◆ Directions:
In the toilet research text below, do each of the following statements agree with the text? Answer yes or no for each, and quote the words of the text that decide it.
1. Buckley's group is testing 19 new toilet pedestal designs.
2. Some older chain-pull toilet cisterns use 1.5 liters per flush.
3. About half of the water used in most households is flushed down the toilet.

◆ Page text:
++++++++++++++++++++

Ordinary home owners could also integrate the fuel cells into their back garden or compost heaps, for off-grid wastewater treatment and electricity generation.
This also ties in with local research initiatives led by Chris Buckley, co-head of the Pollution Research Group at the University of KwaZulu-Natal.
For several years, Buckley’s group has been working with the eThekwini Municipality and the Water Research Commission to examine the feasibility of extracting commercial fertilisers from large wastewater treatment works; separating urine and faeces through the development of urine-diversion toilets and by redesigning toilet pedestals to reduce the volume of water that is wasted from flushing.
As part of the Bill & Melinda Gates Foundation “Reinvent the Toilet Challenge”, Buckley’s Pollution Research Group is currently testing 19 new toilet pedestal designs, including an advanced urine-diversion toilet pedestal designed by the Austrian-based EOOS Design Studios.
“Bear in mind that about 35% of the water used in most households gets flushed down the loo. With modern technology and re-engineering, it is possible to redesign toilet pedestals to use as little as 1.5 litres to flush away faeces – compared to the 10 litres used in some of the older chain-pull toilet cisterns,” said Buckley.
“In a water-scarce country like South Africa we need to keep squeezing down the volume of water that is wasted on toilet flushing.”

++++++++++++++++++++

◆ Data shown:
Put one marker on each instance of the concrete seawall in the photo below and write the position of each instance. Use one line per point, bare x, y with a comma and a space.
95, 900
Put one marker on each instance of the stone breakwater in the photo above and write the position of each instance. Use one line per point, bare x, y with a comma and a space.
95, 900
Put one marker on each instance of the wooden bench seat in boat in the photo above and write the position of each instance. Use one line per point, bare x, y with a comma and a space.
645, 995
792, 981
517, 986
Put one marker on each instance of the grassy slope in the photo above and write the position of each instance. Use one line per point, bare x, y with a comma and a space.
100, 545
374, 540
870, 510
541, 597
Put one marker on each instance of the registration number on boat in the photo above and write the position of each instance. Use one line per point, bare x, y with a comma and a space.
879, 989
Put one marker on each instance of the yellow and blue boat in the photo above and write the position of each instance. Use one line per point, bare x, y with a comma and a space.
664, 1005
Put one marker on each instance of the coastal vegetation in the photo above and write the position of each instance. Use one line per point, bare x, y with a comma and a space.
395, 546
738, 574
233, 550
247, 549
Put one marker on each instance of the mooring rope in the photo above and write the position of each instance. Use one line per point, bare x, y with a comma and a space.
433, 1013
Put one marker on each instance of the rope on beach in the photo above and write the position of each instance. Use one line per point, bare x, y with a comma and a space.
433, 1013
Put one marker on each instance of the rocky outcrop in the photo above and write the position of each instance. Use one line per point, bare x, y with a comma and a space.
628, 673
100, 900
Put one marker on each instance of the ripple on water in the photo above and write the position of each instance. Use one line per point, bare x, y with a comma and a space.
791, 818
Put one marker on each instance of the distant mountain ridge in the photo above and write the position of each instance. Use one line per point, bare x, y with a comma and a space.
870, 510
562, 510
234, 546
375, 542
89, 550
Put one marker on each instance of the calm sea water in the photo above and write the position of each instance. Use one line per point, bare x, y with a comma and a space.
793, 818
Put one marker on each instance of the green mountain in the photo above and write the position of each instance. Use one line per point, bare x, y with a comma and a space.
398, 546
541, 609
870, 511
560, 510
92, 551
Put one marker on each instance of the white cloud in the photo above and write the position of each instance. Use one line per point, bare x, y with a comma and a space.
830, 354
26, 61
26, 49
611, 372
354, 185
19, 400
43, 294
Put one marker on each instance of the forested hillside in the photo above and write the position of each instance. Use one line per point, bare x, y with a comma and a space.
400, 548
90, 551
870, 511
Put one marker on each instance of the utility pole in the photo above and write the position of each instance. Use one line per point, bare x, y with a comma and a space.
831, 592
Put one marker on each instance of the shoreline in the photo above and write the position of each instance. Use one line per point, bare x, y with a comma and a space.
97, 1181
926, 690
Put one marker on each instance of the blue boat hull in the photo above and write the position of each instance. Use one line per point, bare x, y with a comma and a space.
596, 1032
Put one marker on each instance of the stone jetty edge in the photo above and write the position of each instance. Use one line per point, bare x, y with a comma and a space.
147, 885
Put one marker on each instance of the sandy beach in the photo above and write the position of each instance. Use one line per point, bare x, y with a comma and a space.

++++++++++++++++++++

◆ Response area:
1. Yes: "is currently testing 19 new toilet pedestal designs"
2. No: "compared to the 10 litres used in some of the older chain-pull toilet cisterns"
3. No: "about 35% of the water used in most households gets flushed down the loo"